Exercise instructions >> Would you please retype, exactly, the lines of the listing below between the line with "Target: white porch post" and the line with "Where can the black trash", inclusive?

Data provided >>
☆ ☆ ☆
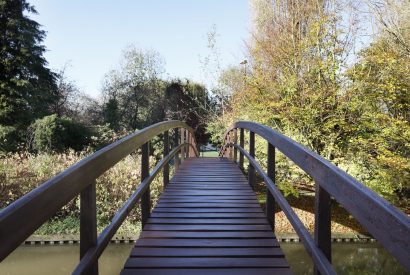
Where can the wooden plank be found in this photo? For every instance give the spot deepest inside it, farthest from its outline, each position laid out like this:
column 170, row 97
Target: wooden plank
column 207, row 215
column 204, row 224
column 21, row 218
column 208, row 242
column 207, row 227
column 207, row 210
column 206, row 252
column 206, row 221
column 204, row 205
column 200, row 200
column 208, row 271
column 207, row 234
column 164, row 262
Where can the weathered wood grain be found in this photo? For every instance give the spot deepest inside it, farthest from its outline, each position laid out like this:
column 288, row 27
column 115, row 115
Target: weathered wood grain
column 203, row 225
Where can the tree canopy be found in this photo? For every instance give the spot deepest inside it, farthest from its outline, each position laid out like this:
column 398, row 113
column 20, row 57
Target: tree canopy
column 27, row 86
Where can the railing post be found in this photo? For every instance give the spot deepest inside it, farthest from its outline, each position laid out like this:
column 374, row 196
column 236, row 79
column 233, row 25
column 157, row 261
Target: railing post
column 323, row 222
column 270, row 201
column 251, row 169
column 235, row 141
column 182, row 141
column 88, row 223
column 242, row 144
column 186, row 141
column 176, row 158
column 166, row 152
column 230, row 148
column 146, row 197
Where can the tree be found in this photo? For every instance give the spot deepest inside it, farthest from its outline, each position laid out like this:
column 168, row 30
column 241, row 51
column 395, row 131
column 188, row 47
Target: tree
column 189, row 101
column 132, row 93
column 378, row 111
column 27, row 86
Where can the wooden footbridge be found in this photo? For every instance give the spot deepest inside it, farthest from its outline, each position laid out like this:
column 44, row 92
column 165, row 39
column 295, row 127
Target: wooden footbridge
column 207, row 220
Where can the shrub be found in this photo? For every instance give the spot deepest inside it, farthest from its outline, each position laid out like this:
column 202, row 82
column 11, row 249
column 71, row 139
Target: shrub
column 53, row 133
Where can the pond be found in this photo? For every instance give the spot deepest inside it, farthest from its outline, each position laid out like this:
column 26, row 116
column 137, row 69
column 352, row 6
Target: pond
column 348, row 258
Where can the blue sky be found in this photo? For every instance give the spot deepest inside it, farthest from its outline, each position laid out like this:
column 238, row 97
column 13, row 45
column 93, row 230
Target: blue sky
column 89, row 36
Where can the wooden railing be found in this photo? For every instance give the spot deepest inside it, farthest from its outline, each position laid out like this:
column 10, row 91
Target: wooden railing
column 386, row 223
column 21, row 218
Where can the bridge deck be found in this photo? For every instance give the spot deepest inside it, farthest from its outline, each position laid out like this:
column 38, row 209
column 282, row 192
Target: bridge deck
column 207, row 221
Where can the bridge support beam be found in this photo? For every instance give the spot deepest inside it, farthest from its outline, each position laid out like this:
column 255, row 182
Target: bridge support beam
column 176, row 143
column 88, row 223
column 323, row 222
column 270, row 200
column 146, row 197
column 235, row 141
column 165, row 170
column 251, row 169
column 242, row 144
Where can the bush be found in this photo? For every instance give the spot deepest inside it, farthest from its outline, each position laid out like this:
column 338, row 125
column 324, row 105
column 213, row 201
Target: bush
column 52, row 133
column 7, row 138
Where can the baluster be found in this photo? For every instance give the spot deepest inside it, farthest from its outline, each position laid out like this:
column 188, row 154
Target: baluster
column 323, row 222
column 176, row 158
column 242, row 144
column 235, row 141
column 146, row 197
column 251, row 169
column 270, row 200
column 187, row 141
column 230, row 148
column 166, row 152
column 182, row 141
column 88, row 223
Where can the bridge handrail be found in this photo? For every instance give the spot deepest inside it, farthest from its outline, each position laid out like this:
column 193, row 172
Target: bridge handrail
column 106, row 235
column 387, row 224
column 21, row 218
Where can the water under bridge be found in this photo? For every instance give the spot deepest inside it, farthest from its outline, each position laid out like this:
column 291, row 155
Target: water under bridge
column 208, row 219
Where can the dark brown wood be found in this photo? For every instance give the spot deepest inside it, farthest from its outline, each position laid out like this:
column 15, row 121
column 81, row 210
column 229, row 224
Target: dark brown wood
column 165, row 170
column 146, row 197
column 320, row 260
column 21, row 218
column 207, row 229
column 104, row 238
column 251, row 169
column 235, row 140
column 387, row 224
column 270, row 201
column 166, row 262
column 88, row 224
column 205, row 251
column 177, row 161
column 323, row 222
column 242, row 144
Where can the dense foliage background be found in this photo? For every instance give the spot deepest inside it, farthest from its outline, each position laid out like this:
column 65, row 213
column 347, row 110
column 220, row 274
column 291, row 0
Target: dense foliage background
column 302, row 77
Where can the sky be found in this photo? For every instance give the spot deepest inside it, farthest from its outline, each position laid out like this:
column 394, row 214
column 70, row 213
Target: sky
column 88, row 37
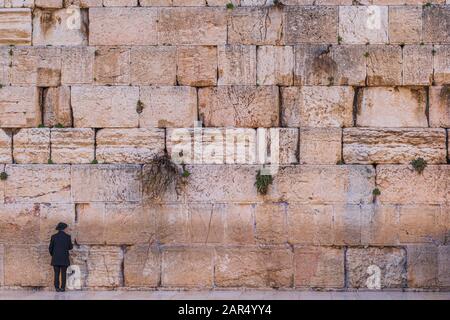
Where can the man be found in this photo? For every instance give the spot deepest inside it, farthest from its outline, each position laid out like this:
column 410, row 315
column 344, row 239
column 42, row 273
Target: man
column 60, row 244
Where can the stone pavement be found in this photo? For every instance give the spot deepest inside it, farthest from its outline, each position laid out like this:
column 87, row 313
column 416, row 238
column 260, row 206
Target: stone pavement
column 220, row 295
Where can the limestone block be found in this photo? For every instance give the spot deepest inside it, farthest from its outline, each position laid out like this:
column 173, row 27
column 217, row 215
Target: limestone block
column 187, row 268
column 319, row 267
column 384, row 65
column 197, row 66
column 107, row 183
column 19, row 107
column 363, row 24
column 123, row 26
column 56, row 107
column 142, row 266
column 99, row 107
column 391, row 107
column 239, row 106
column 275, row 65
column 330, row 65
column 253, row 267
column 317, row 106
column 72, row 145
column 320, row 145
column 63, row 27
column 168, row 107
column 37, row 184
column 19, row 223
column 394, row 145
column 77, row 65
column 402, row 185
column 389, row 261
column 311, row 24
column 405, row 24
column 104, row 266
column 237, row 65
column 32, row 145
column 176, row 26
column 153, row 65
column 129, row 145
column 15, row 27
column 112, row 65
column 257, row 26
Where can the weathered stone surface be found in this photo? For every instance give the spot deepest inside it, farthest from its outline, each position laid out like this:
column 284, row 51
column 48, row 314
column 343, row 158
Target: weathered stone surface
column 363, row 24
column 275, row 65
column 107, row 183
column 237, row 65
column 319, row 267
column 257, row 26
column 168, row 107
column 317, row 106
column 176, row 26
column 391, row 107
column 37, row 184
column 15, row 26
column 320, row 145
column 72, row 145
column 99, row 107
column 310, row 24
column 254, row 267
column 32, row 145
column 64, row 27
column 389, row 261
column 129, row 145
column 197, row 66
column 239, row 106
column 153, row 65
column 123, row 26
column 384, row 65
column 19, row 107
column 367, row 145
column 142, row 266
column 112, row 65
column 405, row 24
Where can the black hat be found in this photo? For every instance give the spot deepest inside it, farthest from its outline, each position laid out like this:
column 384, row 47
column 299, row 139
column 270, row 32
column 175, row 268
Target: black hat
column 61, row 226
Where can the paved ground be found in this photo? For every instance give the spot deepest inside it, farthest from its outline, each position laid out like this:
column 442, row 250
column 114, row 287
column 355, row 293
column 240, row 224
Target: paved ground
column 219, row 295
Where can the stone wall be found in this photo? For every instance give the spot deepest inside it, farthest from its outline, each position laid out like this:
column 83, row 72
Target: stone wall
column 356, row 89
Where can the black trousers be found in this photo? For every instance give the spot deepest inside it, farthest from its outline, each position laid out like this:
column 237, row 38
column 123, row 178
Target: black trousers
column 60, row 270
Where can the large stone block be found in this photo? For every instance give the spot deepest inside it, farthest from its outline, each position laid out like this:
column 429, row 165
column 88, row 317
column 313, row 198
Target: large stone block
column 197, row 66
column 168, row 107
column 366, row 264
column 187, row 267
column 99, row 107
column 15, row 26
column 237, row 65
column 367, row 145
column 32, row 145
column 19, row 107
column 176, row 26
column 254, row 267
column 319, row 267
column 391, row 107
column 153, row 65
column 106, row 183
column 129, row 145
column 311, row 24
column 317, row 106
column 72, row 145
column 123, row 26
column 239, row 106
column 37, row 184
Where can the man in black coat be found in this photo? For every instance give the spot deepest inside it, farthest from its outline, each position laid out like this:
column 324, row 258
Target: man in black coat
column 60, row 244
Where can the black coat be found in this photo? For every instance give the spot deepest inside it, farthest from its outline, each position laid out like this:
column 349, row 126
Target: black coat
column 60, row 244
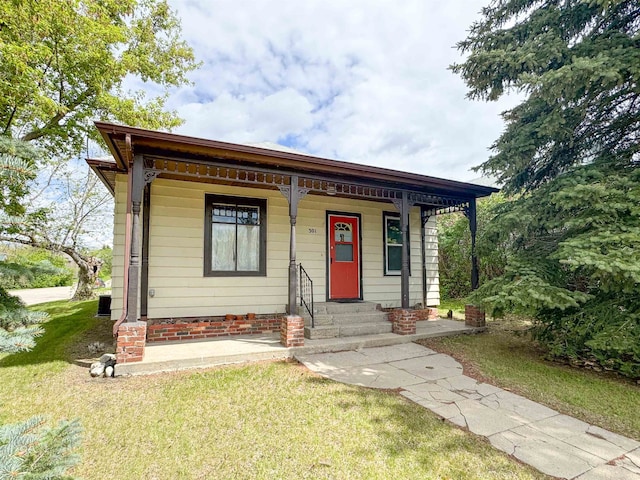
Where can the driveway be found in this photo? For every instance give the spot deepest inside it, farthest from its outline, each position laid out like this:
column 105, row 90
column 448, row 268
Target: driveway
column 32, row 296
column 551, row 442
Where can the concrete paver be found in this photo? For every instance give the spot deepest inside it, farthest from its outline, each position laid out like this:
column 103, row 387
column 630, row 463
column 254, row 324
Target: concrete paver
column 555, row 444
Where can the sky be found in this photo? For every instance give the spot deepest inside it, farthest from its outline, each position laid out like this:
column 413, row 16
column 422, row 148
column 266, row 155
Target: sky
column 359, row 81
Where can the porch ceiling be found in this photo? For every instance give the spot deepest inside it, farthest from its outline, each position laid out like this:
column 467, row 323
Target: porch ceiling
column 193, row 159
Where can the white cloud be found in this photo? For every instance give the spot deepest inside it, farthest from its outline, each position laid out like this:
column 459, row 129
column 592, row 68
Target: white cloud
column 359, row 81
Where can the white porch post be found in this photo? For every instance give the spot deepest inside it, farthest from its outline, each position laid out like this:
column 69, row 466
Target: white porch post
column 294, row 197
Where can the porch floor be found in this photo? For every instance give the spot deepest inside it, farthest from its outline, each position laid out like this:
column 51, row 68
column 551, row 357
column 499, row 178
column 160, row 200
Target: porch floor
column 172, row 356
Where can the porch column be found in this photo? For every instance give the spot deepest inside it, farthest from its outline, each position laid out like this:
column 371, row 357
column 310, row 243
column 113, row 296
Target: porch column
column 294, row 198
column 424, row 218
column 470, row 213
column 404, row 226
column 137, row 185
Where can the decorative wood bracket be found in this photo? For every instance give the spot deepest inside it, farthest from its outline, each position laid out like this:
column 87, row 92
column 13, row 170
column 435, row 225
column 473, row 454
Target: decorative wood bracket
column 285, row 190
column 150, row 174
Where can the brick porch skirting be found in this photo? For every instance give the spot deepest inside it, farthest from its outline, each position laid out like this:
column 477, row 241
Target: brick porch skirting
column 193, row 328
column 429, row 313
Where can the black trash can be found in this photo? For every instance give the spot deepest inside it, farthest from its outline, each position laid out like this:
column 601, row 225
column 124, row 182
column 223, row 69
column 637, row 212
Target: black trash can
column 104, row 305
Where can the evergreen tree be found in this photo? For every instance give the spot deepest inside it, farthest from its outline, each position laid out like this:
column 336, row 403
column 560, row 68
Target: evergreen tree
column 570, row 154
column 28, row 449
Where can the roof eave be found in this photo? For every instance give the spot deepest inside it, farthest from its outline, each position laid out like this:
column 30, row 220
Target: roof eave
column 279, row 159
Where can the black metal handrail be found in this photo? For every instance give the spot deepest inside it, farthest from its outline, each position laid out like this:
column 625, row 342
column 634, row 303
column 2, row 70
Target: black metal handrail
column 306, row 293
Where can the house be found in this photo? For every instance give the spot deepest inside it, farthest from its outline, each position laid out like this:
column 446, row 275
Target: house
column 214, row 238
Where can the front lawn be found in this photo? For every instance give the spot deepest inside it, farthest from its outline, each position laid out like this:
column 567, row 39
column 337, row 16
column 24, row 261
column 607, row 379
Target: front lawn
column 266, row 420
column 506, row 357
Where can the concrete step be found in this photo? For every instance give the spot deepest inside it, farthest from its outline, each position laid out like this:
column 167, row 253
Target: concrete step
column 357, row 329
column 339, row 308
column 321, row 332
column 364, row 317
column 319, row 320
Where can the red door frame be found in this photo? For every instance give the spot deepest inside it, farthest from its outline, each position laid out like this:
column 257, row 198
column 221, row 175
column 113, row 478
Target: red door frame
column 357, row 255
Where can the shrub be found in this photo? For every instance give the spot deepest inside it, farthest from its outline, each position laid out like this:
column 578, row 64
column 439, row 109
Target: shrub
column 604, row 333
column 36, row 268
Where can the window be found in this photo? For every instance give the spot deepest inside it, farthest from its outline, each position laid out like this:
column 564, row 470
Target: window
column 392, row 244
column 235, row 236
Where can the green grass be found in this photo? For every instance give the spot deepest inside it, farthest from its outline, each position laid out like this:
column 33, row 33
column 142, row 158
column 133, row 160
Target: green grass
column 454, row 304
column 266, row 420
column 510, row 359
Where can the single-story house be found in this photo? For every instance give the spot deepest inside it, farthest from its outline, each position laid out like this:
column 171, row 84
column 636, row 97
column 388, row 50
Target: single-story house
column 214, row 238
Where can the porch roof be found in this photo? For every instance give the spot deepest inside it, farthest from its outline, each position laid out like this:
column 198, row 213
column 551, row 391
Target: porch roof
column 159, row 148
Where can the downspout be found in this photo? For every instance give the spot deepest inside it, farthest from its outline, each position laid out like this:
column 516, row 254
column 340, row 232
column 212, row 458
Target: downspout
column 127, row 238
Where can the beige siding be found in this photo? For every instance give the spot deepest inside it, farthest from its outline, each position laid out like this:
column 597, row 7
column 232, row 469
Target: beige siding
column 176, row 253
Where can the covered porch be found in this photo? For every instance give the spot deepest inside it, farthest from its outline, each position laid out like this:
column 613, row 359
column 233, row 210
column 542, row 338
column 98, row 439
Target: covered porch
column 144, row 157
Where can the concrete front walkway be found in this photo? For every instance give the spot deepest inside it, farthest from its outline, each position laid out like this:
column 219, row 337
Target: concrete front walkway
column 170, row 356
column 551, row 442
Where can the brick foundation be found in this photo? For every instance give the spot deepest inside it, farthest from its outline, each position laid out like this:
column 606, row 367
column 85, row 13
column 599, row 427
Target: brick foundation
column 194, row 328
column 404, row 321
column 292, row 331
column 130, row 342
column 474, row 316
column 429, row 313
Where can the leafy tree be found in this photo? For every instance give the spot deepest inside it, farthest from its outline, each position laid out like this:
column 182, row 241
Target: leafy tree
column 35, row 268
column 64, row 64
column 570, row 154
column 105, row 254
column 454, row 249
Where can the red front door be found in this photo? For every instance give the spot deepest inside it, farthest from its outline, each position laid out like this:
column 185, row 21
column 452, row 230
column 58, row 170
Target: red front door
column 344, row 257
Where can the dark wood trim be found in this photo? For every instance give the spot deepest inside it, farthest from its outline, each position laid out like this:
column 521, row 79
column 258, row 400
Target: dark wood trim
column 424, row 218
column 328, row 253
column 404, row 225
column 385, row 214
column 137, row 186
column 148, row 141
column 211, row 198
column 144, row 279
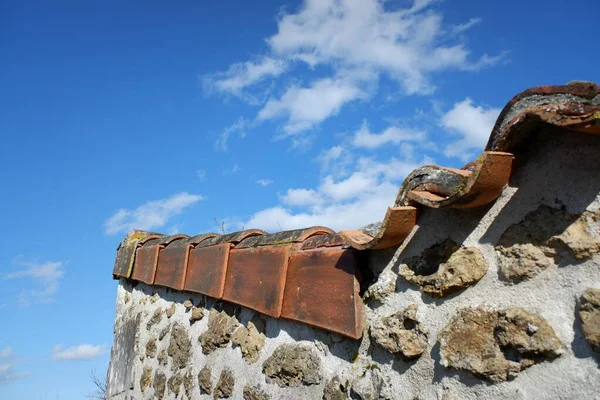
☆ ☆ ☆
Answer space >>
Target: white porch post
column 294, row 197
Where can the porch floor be found in this photo? For every instance give the spot deepest inside it, farthest from its outline, each position laid out like this:
column 51, row 68
column 551, row 357
column 499, row 178
column 160, row 200
Target: porch floor
column 172, row 356
Where can the porch column be found in this photo? For every instance give the spot deepest inside it, farthest from its outline, each position laid out like this:
column 371, row 357
column 310, row 243
column 113, row 296
Target: porch column
column 294, row 198
column 424, row 218
column 470, row 213
column 404, row 226
column 137, row 185
Where can the decorative wood bracket be found in this photo? For every instance give the spot deepest inside it, farthest from its outline, each position laid out like this:
column 87, row 92
column 13, row 170
column 435, row 225
column 473, row 454
Target: decorative wood bracket
column 285, row 190
column 150, row 174
Where can the brick porch skirting be found in this photo? For every instance give the spot deepest inside it, farthest from its outline, each position laid out like this:
column 477, row 241
Target: brick porch skirting
column 193, row 328
column 429, row 313
Where can the black trash can be found in this photo? For every instance give the spot deepest inside it, farthest from its outline, each position laid out like this:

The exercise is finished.